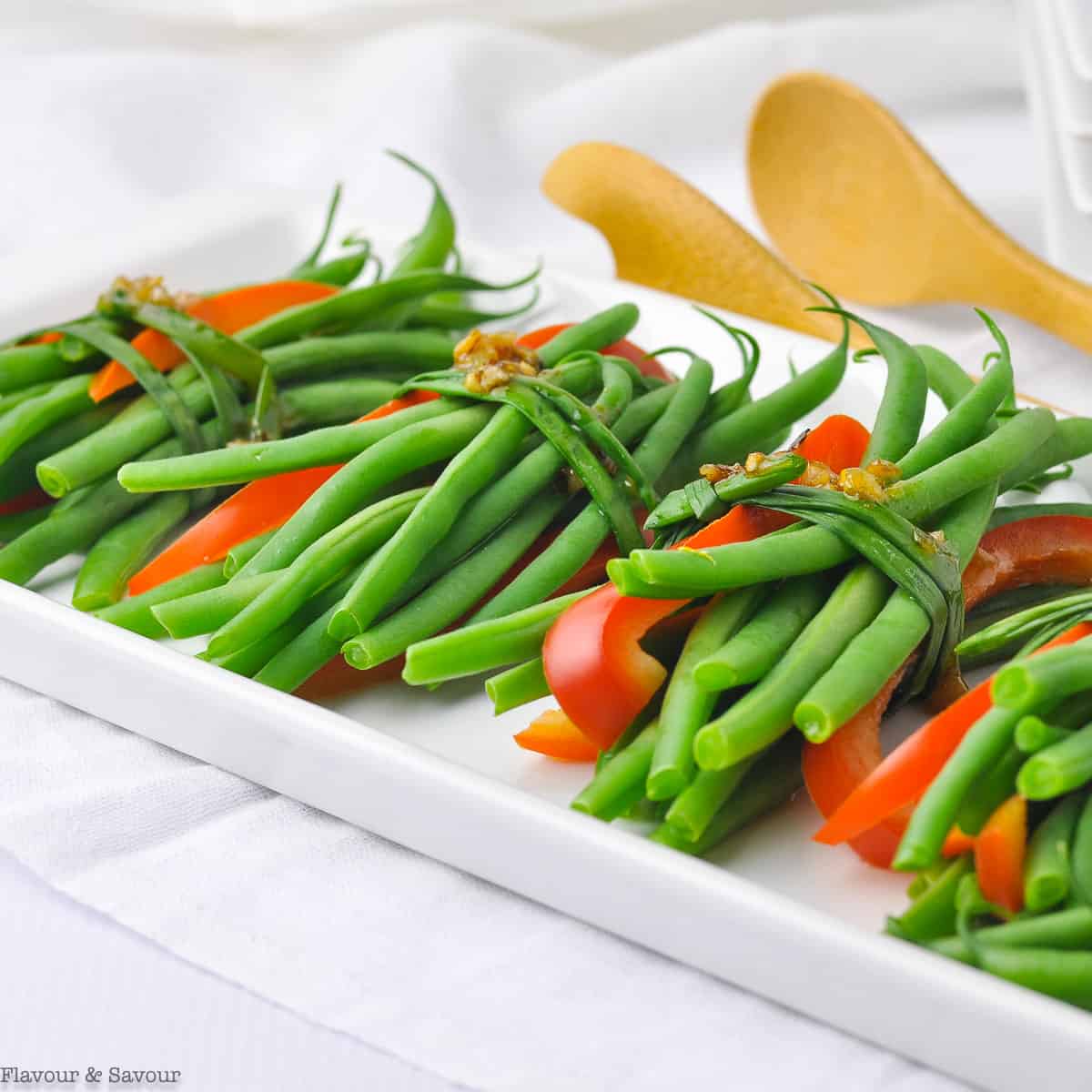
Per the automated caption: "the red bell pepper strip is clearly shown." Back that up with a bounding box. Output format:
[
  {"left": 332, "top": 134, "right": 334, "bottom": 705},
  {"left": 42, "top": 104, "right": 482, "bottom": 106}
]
[
  {"left": 129, "top": 391, "right": 438, "bottom": 595},
  {"left": 88, "top": 280, "right": 338, "bottom": 402},
  {"left": 542, "top": 415, "right": 868, "bottom": 749},
  {"left": 513, "top": 709, "right": 600, "bottom": 763},
  {"left": 519, "top": 322, "right": 675, "bottom": 383},
  {"left": 804, "top": 515, "right": 1092, "bottom": 845},
  {"left": 974, "top": 796, "right": 1027, "bottom": 914}
]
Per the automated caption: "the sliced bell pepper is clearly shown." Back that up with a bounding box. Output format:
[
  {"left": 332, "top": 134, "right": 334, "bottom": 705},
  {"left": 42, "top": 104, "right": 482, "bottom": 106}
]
[
  {"left": 518, "top": 322, "right": 675, "bottom": 383},
  {"left": 804, "top": 515, "right": 1092, "bottom": 860},
  {"left": 129, "top": 391, "right": 438, "bottom": 595},
  {"left": 88, "top": 280, "right": 339, "bottom": 402},
  {"left": 512, "top": 709, "right": 600, "bottom": 763},
  {"left": 0, "top": 488, "right": 54, "bottom": 515},
  {"left": 974, "top": 796, "right": 1027, "bottom": 914},
  {"left": 542, "top": 415, "right": 868, "bottom": 749}
]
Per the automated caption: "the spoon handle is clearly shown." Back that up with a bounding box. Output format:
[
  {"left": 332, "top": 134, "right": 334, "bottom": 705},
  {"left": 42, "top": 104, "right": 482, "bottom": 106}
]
[{"left": 541, "top": 142, "right": 841, "bottom": 340}]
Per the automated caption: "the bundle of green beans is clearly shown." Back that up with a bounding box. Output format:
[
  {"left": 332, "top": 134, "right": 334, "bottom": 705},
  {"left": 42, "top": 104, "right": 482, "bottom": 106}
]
[
  {"left": 108, "top": 305, "right": 821, "bottom": 690},
  {"left": 0, "top": 153, "right": 537, "bottom": 610}
]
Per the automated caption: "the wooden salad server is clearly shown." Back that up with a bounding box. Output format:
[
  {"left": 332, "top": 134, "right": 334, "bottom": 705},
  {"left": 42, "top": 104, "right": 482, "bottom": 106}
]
[
  {"left": 747, "top": 72, "right": 1092, "bottom": 351},
  {"left": 541, "top": 142, "right": 841, "bottom": 340}
]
■ ■ ■
*Given request*: Quote the preceding records in their entirety, excluding every picture.

*Result of this exercise*:
Per the automated caption: "the red bell pepper strip is clearly shown." Back that up with a bounding box. Output format:
[
  {"left": 332, "top": 134, "right": 334, "bottom": 705},
  {"left": 42, "top": 104, "right": 482, "bottom": 106}
]
[
  {"left": 129, "top": 391, "right": 438, "bottom": 595},
  {"left": 88, "top": 280, "right": 338, "bottom": 402},
  {"left": 542, "top": 415, "right": 868, "bottom": 749},
  {"left": 513, "top": 709, "right": 600, "bottom": 763},
  {"left": 519, "top": 322, "right": 675, "bottom": 383},
  {"left": 804, "top": 515, "right": 1092, "bottom": 845},
  {"left": 974, "top": 796, "right": 1027, "bottom": 914}
]
Per the automated caption: "the sliced bell pepper is clearly shown." Back that up with a bounding box. Output format:
[
  {"left": 332, "top": 134, "right": 334, "bottom": 705},
  {"left": 42, "top": 104, "right": 482, "bottom": 106}
]
[
  {"left": 518, "top": 322, "right": 675, "bottom": 383},
  {"left": 804, "top": 515, "right": 1092, "bottom": 860},
  {"left": 129, "top": 391, "right": 438, "bottom": 595},
  {"left": 88, "top": 280, "right": 339, "bottom": 402},
  {"left": 512, "top": 709, "right": 600, "bottom": 763},
  {"left": 0, "top": 488, "right": 54, "bottom": 515},
  {"left": 974, "top": 796, "right": 1027, "bottom": 914},
  {"left": 542, "top": 415, "right": 868, "bottom": 749}
]
Per the automated caption: "the spoon handle is clearly shown." Back that up with a bounding box. Output format:
[
  {"left": 332, "top": 134, "right": 334, "bottom": 705},
  {"left": 42, "top": 104, "right": 482, "bottom": 106}
]
[{"left": 541, "top": 142, "right": 841, "bottom": 340}]
Per the automated caption: "the bundle of green beans is clearly shown." Back that up with a bounding box. Output format:
[
  {"left": 332, "top": 134, "right": 334, "bottom": 705},
  {"left": 42, "top": 104, "right": 482, "bottom": 106}
]
[
  {"left": 108, "top": 305, "right": 821, "bottom": 690},
  {"left": 0, "top": 153, "right": 537, "bottom": 610}
]
Per the automated caption: "the wooden salad server is clearly shown." Back that up with a bounding box. Output format:
[
  {"left": 332, "top": 134, "right": 334, "bottom": 705},
  {"left": 42, "top": 104, "right": 482, "bottom": 106}
]
[
  {"left": 747, "top": 72, "right": 1092, "bottom": 351},
  {"left": 541, "top": 142, "right": 841, "bottom": 340}
]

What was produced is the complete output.